- **RECORDED INFORMATION**:
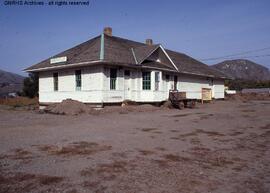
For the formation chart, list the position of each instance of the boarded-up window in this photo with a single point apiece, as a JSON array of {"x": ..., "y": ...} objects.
[
  {"x": 55, "y": 81},
  {"x": 78, "y": 79},
  {"x": 157, "y": 79},
  {"x": 146, "y": 78},
  {"x": 113, "y": 76}
]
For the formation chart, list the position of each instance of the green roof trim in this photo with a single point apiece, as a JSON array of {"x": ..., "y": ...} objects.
[{"x": 101, "y": 56}]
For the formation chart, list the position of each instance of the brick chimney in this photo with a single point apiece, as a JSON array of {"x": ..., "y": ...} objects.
[
  {"x": 149, "y": 42},
  {"x": 107, "y": 31}
]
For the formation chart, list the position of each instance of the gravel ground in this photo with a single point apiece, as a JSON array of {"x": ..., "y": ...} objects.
[{"x": 220, "y": 147}]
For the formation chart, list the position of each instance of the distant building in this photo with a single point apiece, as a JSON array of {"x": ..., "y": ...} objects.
[
  {"x": 109, "y": 69},
  {"x": 256, "y": 90}
]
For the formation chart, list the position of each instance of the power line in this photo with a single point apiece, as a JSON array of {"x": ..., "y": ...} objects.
[
  {"x": 244, "y": 57},
  {"x": 238, "y": 54}
]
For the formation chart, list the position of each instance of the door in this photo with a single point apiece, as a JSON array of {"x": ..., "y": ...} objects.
[
  {"x": 127, "y": 85},
  {"x": 175, "y": 80}
]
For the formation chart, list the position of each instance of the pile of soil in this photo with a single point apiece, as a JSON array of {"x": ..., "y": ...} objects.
[
  {"x": 248, "y": 96},
  {"x": 69, "y": 107}
]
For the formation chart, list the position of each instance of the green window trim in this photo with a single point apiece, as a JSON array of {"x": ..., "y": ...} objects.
[
  {"x": 78, "y": 79},
  {"x": 113, "y": 77},
  {"x": 55, "y": 81},
  {"x": 146, "y": 80}
]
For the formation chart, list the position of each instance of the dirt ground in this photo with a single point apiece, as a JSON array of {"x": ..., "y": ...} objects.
[{"x": 219, "y": 147}]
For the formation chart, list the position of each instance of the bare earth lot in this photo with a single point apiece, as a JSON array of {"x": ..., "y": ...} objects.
[{"x": 219, "y": 147}]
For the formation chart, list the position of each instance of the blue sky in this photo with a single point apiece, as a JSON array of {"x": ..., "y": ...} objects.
[{"x": 200, "y": 28}]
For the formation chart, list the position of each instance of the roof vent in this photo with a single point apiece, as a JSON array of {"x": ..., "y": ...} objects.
[
  {"x": 107, "y": 31},
  {"x": 58, "y": 60},
  {"x": 149, "y": 42}
]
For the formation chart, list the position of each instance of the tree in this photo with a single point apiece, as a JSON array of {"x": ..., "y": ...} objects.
[{"x": 30, "y": 85}]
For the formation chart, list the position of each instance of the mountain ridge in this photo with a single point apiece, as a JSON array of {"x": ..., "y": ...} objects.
[{"x": 243, "y": 69}]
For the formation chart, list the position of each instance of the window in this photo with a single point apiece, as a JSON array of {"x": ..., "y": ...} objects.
[
  {"x": 127, "y": 73},
  {"x": 113, "y": 75},
  {"x": 78, "y": 79},
  {"x": 146, "y": 80},
  {"x": 167, "y": 77},
  {"x": 157, "y": 80},
  {"x": 55, "y": 81}
]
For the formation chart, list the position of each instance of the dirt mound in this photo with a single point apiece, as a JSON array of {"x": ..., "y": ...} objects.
[
  {"x": 69, "y": 107},
  {"x": 248, "y": 96}
]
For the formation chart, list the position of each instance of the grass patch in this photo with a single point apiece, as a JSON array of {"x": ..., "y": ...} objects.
[
  {"x": 146, "y": 152},
  {"x": 181, "y": 115},
  {"x": 19, "y": 101},
  {"x": 201, "y": 131},
  {"x": 175, "y": 158},
  {"x": 160, "y": 148},
  {"x": 18, "y": 154},
  {"x": 148, "y": 129},
  {"x": 76, "y": 148}
]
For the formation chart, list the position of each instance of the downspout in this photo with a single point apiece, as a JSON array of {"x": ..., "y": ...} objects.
[{"x": 101, "y": 56}]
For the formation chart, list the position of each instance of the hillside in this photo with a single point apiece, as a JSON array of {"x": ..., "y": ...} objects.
[
  {"x": 10, "y": 82},
  {"x": 243, "y": 69}
]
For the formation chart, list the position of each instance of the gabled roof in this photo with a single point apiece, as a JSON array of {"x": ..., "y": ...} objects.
[{"x": 119, "y": 51}]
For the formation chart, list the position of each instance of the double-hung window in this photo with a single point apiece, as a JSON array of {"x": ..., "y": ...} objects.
[
  {"x": 55, "y": 81},
  {"x": 146, "y": 78},
  {"x": 113, "y": 76},
  {"x": 78, "y": 79}
]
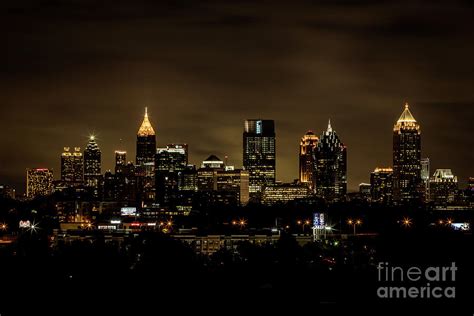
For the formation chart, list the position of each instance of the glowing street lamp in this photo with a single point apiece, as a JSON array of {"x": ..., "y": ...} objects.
[
  {"x": 241, "y": 223},
  {"x": 354, "y": 223},
  {"x": 406, "y": 222}
]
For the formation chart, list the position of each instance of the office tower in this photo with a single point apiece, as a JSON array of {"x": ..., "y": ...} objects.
[
  {"x": 284, "y": 193},
  {"x": 233, "y": 184},
  {"x": 213, "y": 162},
  {"x": 331, "y": 166},
  {"x": 364, "y": 190},
  {"x": 39, "y": 182},
  {"x": 259, "y": 153},
  {"x": 92, "y": 165},
  {"x": 189, "y": 179},
  {"x": 470, "y": 191},
  {"x": 443, "y": 186},
  {"x": 407, "y": 184},
  {"x": 180, "y": 146},
  {"x": 109, "y": 187},
  {"x": 170, "y": 163},
  {"x": 120, "y": 160},
  {"x": 7, "y": 192},
  {"x": 72, "y": 166},
  {"x": 308, "y": 145},
  {"x": 205, "y": 174},
  {"x": 425, "y": 178},
  {"x": 146, "y": 146},
  {"x": 381, "y": 185}
]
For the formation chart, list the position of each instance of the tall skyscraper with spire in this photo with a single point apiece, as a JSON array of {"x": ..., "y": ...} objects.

- **WHAT IS EXPECTED**: Write out every entry above exactly, minus the pictures.

- **RESPONSE AREA**:
For the formation chart, list the position of each instance of the boarded-up window in this photo with a single point apiece, as a JSON array of {"x": ..., "y": ...} objects.
[
  {"x": 55, "y": 81},
  {"x": 78, "y": 79},
  {"x": 157, "y": 79},
  {"x": 146, "y": 78},
  {"x": 113, "y": 76}
]
For the formation chart, list the position of each instance of the green roof trim in this photo with a single point apiece, as a JSON array of {"x": ..., "y": ...} objects.
[{"x": 101, "y": 56}]
For the formation chart, list the position of each instance of the brick chimney in this photo with a single point apiece, as a JSON array of {"x": ..., "y": ...} objects.
[
  {"x": 149, "y": 42},
  {"x": 107, "y": 31}
]
For the formation chart, list the position of each instance of the gravel ground in this photo with a single point apiece, as a JSON array of {"x": ..., "y": ...} objects.
[{"x": 220, "y": 147}]
For the formation chart, list the position of each instance of the distant building in this photo with a single point apiece, as a JSON array of {"x": ..., "y": ...} objects.
[
  {"x": 109, "y": 69},
  {"x": 256, "y": 90}
]
For the formation chart, list the position of each instance of the power line in this photo with a single point apiece, as a JSON array of {"x": ..., "y": ...} objects.
[
  {"x": 244, "y": 57},
  {"x": 238, "y": 54}
]
For the formation chart, list the position of each instance of the door in this photo with a single point apiece, as a JSON array of {"x": ..., "y": ...} objects.
[
  {"x": 127, "y": 85},
  {"x": 175, "y": 80}
]
For the formation chart, list the position of each instance of the pile of soil in this photo with a single point apiece, as a JSON array of {"x": ..., "y": ...} objects.
[
  {"x": 248, "y": 96},
  {"x": 69, "y": 107}
]
For the formation chart, list the position of each instance of the green window trim in this photo with a single point apiece, as a JSON array of {"x": ..., "y": ...} objects.
[
  {"x": 78, "y": 79},
  {"x": 113, "y": 77},
  {"x": 55, "y": 81},
  {"x": 146, "y": 80}
]
For the formation chart, list the position of each instance of the dirt ground in this photo with a single point apiece, as a JSON array of {"x": ..., "y": ...} objects.
[{"x": 219, "y": 147}]
For the formation chart, list the position of each instance of the bare earth lot in this photo with a single point apiece, as a JSON array of {"x": ..., "y": ...} objects.
[{"x": 219, "y": 147}]
For the formation chart, list the position of each instance of the blue sky in this photo with a single point apiece, as a JSON array of {"x": ..., "y": ...} objects.
[{"x": 200, "y": 28}]
For the formation chart, list the position of each instance of the roof vent in this photo with a single point apiece, as a JSON array of {"x": ..., "y": ...} objects.
[
  {"x": 107, "y": 31},
  {"x": 58, "y": 60},
  {"x": 149, "y": 42}
]
For the formation chart, list the position of each instance of the tree in this photo with a single point apiece, as a JSON array of {"x": ..., "y": ...} objects.
[{"x": 30, "y": 85}]
For the formation chart, list the position of each instance of the mountain ridge in this photo with a single point apiece, as a JSON array of {"x": ..., "y": ...} objects.
[{"x": 243, "y": 69}]
For the formation chart, list the position of each instance of the window in this photo with a single point apiece, as a JSON array of {"x": ..., "y": ...} objects.
[
  {"x": 127, "y": 73},
  {"x": 113, "y": 75},
  {"x": 78, "y": 79},
  {"x": 146, "y": 80},
  {"x": 167, "y": 77},
  {"x": 157, "y": 80},
  {"x": 55, "y": 81}
]
For the formation chart, list the position of each instance of the dirt mound in this photo with a single point apiece, as a JSON array of {"x": ..., "y": ...} objects.
[
  {"x": 69, "y": 107},
  {"x": 248, "y": 96}
]
For the formation chart, list the position of each instance of the grass patch in this photo with a single point apiece, as a JSON array of {"x": ..., "y": ...} objects.
[
  {"x": 146, "y": 152},
  {"x": 181, "y": 115},
  {"x": 19, "y": 101},
  {"x": 201, "y": 131},
  {"x": 175, "y": 158},
  {"x": 160, "y": 148},
  {"x": 18, "y": 154},
  {"x": 148, "y": 129},
  {"x": 76, "y": 148}
]
For the formation chart, list the position of each instance of the downspout in this photo with a single point apiece, as a JSON array of {"x": ..., "y": ...} objects.
[{"x": 101, "y": 56}]
For the formation chart, list the position of each instance of the hillside in this photo with a single point apiece, as a JSON array of {"x": ..., "y": ...} objects.
[
  {"x": 10, "y": 82},
  {"x": 243, "y": 69}
]
For the formation chart, list the position of each instance of the gabled roof in this photo with a single point apiece, as a JSON array of {"x": ..., "y": ...} objects.
[{"x": 119, "y": 51}]
For the formation chart, list the position of each instance of the double-hung window in this photo with a single point apiece, as a JSON array of {"x": ..., "y": ...} objects.
[
  {"x": 55, "y": 81},
  {"x": 146, "y": 78},
  {"x": 113, "y": 76},
  {"x": 78, "y": 79}
]
For the formation chart, list the position of each instance of the glowing street lamp in this photo with a single point apiece, as a JSON array of {"x": ..., "y": ...} objects.
[
  {"x": 241, "y": 223},
  {"x": 354, "y": 223},
  {"x": 406, "y": 222}
]
For the formation chart, list the position of each instance of the office tower in this photo with a single point apiece, as a JSON array of {"x": ..., "y": ...} objects.
[
  {"x": 284, "y": 193},
  {"x": 233, "y": 184},
  {"x": 213, "y": 162},
  {"x": 331, "y": 166},
  {"x": 364, "y": 190},
  {"x": 39, "y": 182},
  {"x": 259, "y": 153},
  {"x": 92, "y": 165},
  {"x": 189, "y": 179},
  {"x": 470, "y": 191},
  {"x": 443, "y": 186},
  {"x": 407, "y": 184},
  {"x": 180, "y": 146},
  {"x": 109, "y": 187},
  {"x": 170, "y": 163},
  {"x": 120, "y": 160},
  {"x": 7, "y": 192},
  {"x": 72, "y": 166},
  {"x": 308, "y": 145},
  {"x": 205, "y": 174},
  {"x": 425, "y": 178},
  {"x": 146, "y": 146},
  {"x": 381, "y": 185}
]
For the formation chart, list the position of each instance of the tall skyscraper with spire in this photo with a single point apiece, as a JSON array of {"x": ..., "y": ...} objects.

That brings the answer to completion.